Start of Block
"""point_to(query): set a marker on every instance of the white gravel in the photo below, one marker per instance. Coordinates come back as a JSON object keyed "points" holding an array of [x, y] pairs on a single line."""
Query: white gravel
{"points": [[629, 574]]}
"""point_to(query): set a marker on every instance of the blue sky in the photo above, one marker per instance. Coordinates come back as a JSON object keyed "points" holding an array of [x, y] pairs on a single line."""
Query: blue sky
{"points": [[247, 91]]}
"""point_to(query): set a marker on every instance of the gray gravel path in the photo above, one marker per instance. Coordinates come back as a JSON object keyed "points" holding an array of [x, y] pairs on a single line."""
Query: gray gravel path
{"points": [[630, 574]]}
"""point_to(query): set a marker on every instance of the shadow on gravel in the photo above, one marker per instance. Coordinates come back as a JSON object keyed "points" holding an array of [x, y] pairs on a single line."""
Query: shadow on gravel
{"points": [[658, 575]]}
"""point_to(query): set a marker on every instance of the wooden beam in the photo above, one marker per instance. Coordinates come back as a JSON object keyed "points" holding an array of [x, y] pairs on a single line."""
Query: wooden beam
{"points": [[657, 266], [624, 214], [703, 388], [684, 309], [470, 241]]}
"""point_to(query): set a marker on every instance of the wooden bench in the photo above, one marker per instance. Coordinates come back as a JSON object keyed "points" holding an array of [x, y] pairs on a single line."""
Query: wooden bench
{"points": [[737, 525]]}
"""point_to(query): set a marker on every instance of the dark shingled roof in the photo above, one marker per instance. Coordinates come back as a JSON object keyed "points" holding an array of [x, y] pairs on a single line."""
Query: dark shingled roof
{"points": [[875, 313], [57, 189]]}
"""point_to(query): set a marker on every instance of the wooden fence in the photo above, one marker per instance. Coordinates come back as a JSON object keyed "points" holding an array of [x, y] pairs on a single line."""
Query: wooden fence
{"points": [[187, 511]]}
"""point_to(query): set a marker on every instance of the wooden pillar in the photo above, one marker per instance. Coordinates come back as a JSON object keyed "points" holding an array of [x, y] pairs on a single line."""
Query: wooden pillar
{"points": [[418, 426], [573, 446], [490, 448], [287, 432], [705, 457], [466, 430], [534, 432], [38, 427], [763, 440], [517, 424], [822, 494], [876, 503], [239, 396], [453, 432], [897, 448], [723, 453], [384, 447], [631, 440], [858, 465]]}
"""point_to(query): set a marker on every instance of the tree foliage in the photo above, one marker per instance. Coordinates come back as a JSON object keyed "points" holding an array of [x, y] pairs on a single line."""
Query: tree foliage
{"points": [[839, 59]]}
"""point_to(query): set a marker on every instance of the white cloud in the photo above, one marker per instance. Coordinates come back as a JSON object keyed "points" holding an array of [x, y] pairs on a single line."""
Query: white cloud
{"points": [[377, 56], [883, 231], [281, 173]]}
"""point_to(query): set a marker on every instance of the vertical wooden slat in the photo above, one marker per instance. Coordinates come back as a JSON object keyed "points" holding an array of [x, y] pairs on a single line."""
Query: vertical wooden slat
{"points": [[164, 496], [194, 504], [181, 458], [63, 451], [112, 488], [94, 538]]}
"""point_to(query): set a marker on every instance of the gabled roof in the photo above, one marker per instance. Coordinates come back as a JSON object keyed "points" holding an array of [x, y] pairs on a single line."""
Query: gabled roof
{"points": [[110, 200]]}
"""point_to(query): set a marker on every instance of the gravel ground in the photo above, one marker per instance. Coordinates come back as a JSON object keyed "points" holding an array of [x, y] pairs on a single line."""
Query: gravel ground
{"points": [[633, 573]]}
End of Block
== Exercise ==
Only one part of the material above is to be transcribed, namely the lines starting with the line that has "Query: shadow on gravel" and going on through the line that has "the wooden beam", exactly as they stand.

== Your response ==
Query: shadow on gravel
{"points": [[658, 575]]}
"""point_to(query): set a marker on every instance of the wooden beam in the photo above, one marker per instance. Coordinates come back as a JSON object keyed "points" holding an array of [x, y] pairs on a single line."""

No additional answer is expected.